* **DOCUMENT TEXT**
A serious competition between two nuclear-armed rivals is very hard to stabilize. When one rival increases its nuclear capability, the other does, too. Then both rivals feel less secure – even when they possess secure retaliatory capabilities. It’s even harder to stabilize a triangular nuclear competition. Isosceles triangles don’t exist in the nuclear business, and three unequal sides do not make for stable geometry.
Triangular competitions are never static. Gregory Koblentz characterizes three-sided competitions as “trilemmas.” Like two-party competitions, they can only be stabilized when disputes are resolved or set aside, direct trade increases, and rivals tacitly agree to restrain their nuclear capabilities.
Stabilization requires roughly balanced strategic modernization programs, conventional capabilities and national trajectories. These conditions were absent during the Cold War. The triangular competition among United States, the Soviet Union and China was particularly unstable because it involved shifting allegiances. Moscow and Beijing colluded at first, and then became bitter rivals, even engaging in a border clash. Once Beijing acquired a minimal deterrent, it dropped out of the nuclear competition, focusing instead on domestic and economic priorities. Today’s triangular competition among the United States, China, and Russia is also unstable. Russia is helping China to compete, even though Moscow understands that Beijing will pose as much of a strategic concern in the future as the United States.

* **DATASET EXTRACT**
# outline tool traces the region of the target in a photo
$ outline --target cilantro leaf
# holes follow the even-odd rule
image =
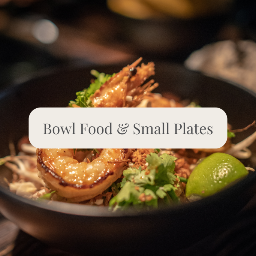
[[[78,91],[76,95],[77,97],[75,100],[70,100],[69,106],[73,108],[73,104],[78,106],[81,108],[93,108],[91,100],[86,96],[87,89],[84,89],[81,91]]]
[[[229,132],[229,129],[228,129],[228,138],[233,138],[234,137],[235,137],[235,133],[232,132]]]
[[[44,195],[43,195],[39,197],[36,200],[37,201],[40,201],[41,200],[42,200],[43,199],[46,199],[46,200],[49,200],[51,199],[51,197],[52,195],[52,194],[55,193],[55,192],[56,191],[54,190],[54,191],[50,192],[49,193],[46,193],[46,194],[45,194]]]
[[[94,69],[91,71],[91,73],[95,76],[96,79],[90,84],[87,89],[84,89],[82,91],[78,91],[76,93],[77,96],[76,99],[75,101],[70,100],[69,103],[69,106],[70,108],[73,107],[73,104],[81,108],[93,108],[93,105],[90,99],[90,96],[93,94],[103,84],[115,75],[115,73],[113,75],[100,73]]]
[[[157,207],[159,198],[165,198],[169,202],[168,197],[178,202],[174,192],[179,186],[178,184],[174,186],[177,179],[174,174],[174,161],[177,159],[167,154],[158,156],[156,153],[151,153],[146,158],[148,165],[145,170],[142,170],[140,167],[124,171],[121,190],[111,200],[109,208],[115,206],[115,210],[143,204]],[[169,194],[172,192],[170,198]]]

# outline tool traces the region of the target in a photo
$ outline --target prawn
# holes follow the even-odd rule
[[[38,148],[39,176],[60,196],[82,202],[102,193],[121,177],[131,152],[106,148],[91,162],[79,163],[73,149]]]
[[[153,62],[136,67],[142,59],[124,67],[91,96],[94,107],[136,107],[158,86],[153,79],[141,86],[154,74]],[[127,149],[104,149],[91,162],[79,162],[73,149],[39,148],[38,175],[60,196],[82,202],[101,194],[120,177],[131,153]]]

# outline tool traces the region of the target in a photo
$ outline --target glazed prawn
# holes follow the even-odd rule
[[[140,58],[124,67],[106,82],[90,99],[94,107],[136,107],[158,86],[151,80],[154,64],[150,62],[136,66]],[[71,202],[79,202],[102,193],[121,175],[127,168],[130,151],[105,149],[91,162],[79,162],[73,149],[37,149],[39,176],[46,186]]]
[[[127,149],[103,149],[91,163],[74,159],[73,149],[37,149],[39,176],[50,188],[70,202],[102,193],[121,175],[130,155]]]
[[[154,64],[142,63],[140,58],[130,65],[124,67],[107,81],[90,97],[94,107],[134,107],[138,105],[158,84],[151,79],[141,86],[150,76],[155,74]]]

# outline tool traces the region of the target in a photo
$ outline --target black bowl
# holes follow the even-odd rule
[[[237,85],[207,77],[169,63],[156,63],[154,79],[158,92],[171,91],[182,98],[198,100],[202,106],[224,110],[234,129],[256,118],[256,95]],[[122,66],[98,67],[112,73]],[[88,67],[58,70],[15,85],[0,94],[0,156],[9,154],[8,145],[28,134],[28,117],[38,107],[65,107],[76,91],[91,78]],[[238,134],[238,141],[252,133]],[[252,161],[255,144],[250,147]],[[21,229],[63,249],[88,254],[147,252],[169,255],[199,241],[230,223],[253,196],[256,174],[213,196],[186,205],[150,211],[109,212],[107,208],[30,201],[10,193],[3,180],[11,173],[0,172],[0,210]],[[150,254],[151,254],[150,253]]]

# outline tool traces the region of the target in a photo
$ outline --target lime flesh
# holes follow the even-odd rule
[[[234,157],[214,153],[194,169],[186,185],[186,196],[205,197],[213,195],[228,184],[246,175],[248,171]]]

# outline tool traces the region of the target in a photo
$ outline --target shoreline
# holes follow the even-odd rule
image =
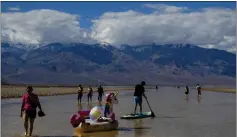
[[[112,87],[112,86],[111,86]],[[133,91],[133,88],[122,88],[121,87],[107,87],[104,86],[104,91],[106,92],[119,92],[119,91]],[[160,89],[161,87],[159,87]],[[181,89],[184,87],[181,87]],[[155,89],[154,87],[147,87],[146,89]],[[158,90],[159,90],[158,89]],[[192,88],[195,89],[195,88]],[[92,87],[93,94],[97,94],[97,87]],[[233,88],[202,88],[202,91],[212,91],[212,92],[223,92],[223,93],[236,93],[236,89]],[[21,98],[25,93],[24,86],[2,86],[1,87],[1,99],[14,99]],[[62,95],[70,95],[77,94],[77,87],[34,87],[34,93],[38,96],[62,96]],[[84,87],[83,94],[87,95],[87,87]]]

* **INSTRUCTIONS TO FOLLOW**
Write out the text on nuclear rivalry word for word, starting with "A serious competition" and going on through "their nuclear capabilities.". The records have nothing to do with the text on nuclear rivalry.

* **THE RESPONSE**
A serious competition between two nuclear-armed rivals is very hard to stabilize. When one rival increases its nuclear capability, the other does, too. Then both rivals feel less secure – even when they possess secure retaliatory capabilities. It’s even harder to stabilize a triangular nuclear competition. Isosceles triangles don’t exist in the nuclear business, and three unequal sides do not make for stable geometry.
Triangular competitions are never static. Gregory Koblentz characterizes three-sided competitions as “trilemmas.” Like two-party competitions, they can only be stabilized when disputes are resolved or set aside, direct trade increases, and rivals tacitly agree to restrain their nuclear capabilities.